**GIVEN EXERCISE:** Convert the lines starting at the one containing "Could you point out the golden" and ending at the one containing "column 285, row 171" into a Markdown table with a Row column for the row number and a Line column for the line itself, skipping any blank lines.

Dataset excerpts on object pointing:
--------------------------------
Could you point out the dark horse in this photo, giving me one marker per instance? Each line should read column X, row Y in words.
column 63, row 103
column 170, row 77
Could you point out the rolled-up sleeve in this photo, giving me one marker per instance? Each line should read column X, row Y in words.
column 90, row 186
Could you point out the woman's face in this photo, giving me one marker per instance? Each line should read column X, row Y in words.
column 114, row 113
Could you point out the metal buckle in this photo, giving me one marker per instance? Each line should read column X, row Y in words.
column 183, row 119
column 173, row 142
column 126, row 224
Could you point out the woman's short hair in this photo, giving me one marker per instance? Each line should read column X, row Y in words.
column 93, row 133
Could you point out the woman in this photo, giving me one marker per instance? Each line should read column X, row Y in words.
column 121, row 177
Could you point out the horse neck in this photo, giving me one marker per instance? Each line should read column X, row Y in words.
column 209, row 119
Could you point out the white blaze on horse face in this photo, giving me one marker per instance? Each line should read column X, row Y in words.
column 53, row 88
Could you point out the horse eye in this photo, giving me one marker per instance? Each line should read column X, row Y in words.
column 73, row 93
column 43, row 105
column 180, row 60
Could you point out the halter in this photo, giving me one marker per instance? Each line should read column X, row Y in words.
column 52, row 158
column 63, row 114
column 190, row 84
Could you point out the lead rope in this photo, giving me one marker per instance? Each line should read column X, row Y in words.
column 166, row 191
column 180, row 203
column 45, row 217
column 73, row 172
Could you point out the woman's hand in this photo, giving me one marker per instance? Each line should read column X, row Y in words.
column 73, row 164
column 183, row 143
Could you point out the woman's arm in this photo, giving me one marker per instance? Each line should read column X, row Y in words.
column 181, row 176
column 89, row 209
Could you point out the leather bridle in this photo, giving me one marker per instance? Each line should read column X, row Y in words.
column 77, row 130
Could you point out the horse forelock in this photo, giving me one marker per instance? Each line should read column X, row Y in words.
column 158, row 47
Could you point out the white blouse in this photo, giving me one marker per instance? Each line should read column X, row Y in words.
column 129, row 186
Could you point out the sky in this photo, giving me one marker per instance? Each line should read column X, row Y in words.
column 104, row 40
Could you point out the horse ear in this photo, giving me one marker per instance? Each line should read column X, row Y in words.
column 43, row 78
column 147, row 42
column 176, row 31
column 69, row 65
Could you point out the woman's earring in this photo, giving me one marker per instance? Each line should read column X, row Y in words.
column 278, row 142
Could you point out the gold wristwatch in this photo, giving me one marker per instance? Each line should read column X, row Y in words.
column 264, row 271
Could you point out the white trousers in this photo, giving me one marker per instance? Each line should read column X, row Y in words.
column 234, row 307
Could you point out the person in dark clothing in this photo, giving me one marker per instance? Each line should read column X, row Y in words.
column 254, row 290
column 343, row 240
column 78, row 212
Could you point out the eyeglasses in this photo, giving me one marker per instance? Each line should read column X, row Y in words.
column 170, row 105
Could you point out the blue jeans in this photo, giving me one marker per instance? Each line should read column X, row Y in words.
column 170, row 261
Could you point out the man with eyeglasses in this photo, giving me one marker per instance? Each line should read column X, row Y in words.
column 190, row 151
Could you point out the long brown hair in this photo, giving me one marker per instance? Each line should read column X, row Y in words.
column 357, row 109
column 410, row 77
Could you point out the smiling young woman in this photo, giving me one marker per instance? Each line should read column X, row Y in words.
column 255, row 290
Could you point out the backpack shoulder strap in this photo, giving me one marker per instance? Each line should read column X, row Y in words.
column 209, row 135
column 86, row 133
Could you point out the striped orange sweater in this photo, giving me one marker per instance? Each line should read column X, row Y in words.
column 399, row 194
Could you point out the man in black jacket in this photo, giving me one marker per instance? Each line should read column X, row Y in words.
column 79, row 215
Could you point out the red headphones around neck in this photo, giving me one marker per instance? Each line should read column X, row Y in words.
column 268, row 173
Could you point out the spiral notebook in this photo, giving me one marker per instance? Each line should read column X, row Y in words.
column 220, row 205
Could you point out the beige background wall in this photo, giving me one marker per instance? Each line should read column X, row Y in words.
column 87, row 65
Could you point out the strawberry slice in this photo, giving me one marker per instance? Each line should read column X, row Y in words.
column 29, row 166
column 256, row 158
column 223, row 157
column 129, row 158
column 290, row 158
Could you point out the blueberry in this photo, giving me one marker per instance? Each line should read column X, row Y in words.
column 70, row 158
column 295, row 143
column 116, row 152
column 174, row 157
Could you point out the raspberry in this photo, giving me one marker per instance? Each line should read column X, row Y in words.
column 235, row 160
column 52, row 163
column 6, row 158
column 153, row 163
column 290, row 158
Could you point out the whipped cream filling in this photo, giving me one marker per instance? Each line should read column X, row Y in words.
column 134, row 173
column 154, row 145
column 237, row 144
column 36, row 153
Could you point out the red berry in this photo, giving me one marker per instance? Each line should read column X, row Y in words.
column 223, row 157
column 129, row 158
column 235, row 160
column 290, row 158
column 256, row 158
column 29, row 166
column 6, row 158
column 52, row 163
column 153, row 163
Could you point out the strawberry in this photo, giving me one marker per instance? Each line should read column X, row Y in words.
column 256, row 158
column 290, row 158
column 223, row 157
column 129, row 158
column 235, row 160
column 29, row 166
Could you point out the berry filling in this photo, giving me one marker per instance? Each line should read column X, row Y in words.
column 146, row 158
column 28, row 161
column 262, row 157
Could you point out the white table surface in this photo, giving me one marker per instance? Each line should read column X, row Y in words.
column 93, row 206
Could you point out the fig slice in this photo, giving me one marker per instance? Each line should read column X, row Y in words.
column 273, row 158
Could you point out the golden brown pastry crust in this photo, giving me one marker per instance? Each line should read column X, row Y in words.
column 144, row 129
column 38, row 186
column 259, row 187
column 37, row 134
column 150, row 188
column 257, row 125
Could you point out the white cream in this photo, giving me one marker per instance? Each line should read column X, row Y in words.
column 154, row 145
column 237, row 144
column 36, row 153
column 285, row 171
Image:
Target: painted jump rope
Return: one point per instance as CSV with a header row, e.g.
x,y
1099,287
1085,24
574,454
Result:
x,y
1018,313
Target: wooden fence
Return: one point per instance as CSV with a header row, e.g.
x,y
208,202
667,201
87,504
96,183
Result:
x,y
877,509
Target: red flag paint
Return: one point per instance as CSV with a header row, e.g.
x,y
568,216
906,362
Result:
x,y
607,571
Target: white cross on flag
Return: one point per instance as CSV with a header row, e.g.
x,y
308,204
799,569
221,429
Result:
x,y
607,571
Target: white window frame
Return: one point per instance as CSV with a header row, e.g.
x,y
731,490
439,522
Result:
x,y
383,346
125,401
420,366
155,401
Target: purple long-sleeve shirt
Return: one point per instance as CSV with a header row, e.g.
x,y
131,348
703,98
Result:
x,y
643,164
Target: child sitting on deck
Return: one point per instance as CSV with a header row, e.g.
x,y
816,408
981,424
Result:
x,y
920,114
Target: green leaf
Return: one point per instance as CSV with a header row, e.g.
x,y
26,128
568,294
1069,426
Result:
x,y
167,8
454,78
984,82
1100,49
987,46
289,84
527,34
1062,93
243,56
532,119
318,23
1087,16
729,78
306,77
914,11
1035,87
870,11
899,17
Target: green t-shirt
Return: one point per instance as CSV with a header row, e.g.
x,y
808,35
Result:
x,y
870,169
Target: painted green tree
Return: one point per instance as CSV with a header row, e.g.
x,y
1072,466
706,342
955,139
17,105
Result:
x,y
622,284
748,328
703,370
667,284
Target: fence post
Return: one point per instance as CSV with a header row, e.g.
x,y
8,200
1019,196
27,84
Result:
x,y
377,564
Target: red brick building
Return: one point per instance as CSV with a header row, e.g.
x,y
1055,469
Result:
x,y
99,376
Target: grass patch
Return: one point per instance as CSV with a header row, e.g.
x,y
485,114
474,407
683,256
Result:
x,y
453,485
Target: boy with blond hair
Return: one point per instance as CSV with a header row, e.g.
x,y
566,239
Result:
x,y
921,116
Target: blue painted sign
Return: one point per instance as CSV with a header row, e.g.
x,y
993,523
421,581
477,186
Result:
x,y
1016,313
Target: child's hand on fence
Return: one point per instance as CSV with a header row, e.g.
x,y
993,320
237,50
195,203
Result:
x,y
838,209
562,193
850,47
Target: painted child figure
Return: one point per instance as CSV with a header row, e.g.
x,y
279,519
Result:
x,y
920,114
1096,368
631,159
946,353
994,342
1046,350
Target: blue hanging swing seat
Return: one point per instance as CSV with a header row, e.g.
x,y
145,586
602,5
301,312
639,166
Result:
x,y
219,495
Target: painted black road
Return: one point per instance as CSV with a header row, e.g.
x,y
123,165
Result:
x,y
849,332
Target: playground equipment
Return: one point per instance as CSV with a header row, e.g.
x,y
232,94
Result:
--------------------------------
**ANSWER BELOW:**
| Row | Line |
|---|---|
| 1 | Could you point out the golden brown pastry crust in this photo, giving me one marker per instance? Each line should read column X, row Y in words. |
| 2 | column 144, row 129 |
| 3 | column 38, row 186 |
| 4 | column 259, row 187 |
| 5 | column 37, row 134 |
| 6 | column 150, row 188 |
| 7 | column 257, row 125 |
| 8 | Could you point out the white cream in this photo, giving me one marker per instance? Each line should read column X, row Y in words. |
| 9 | column 154, row 145 |
| 10 | column 237, row 144 |
| 11 | column 36, row 153 |
| 12 | column 285, row 171 |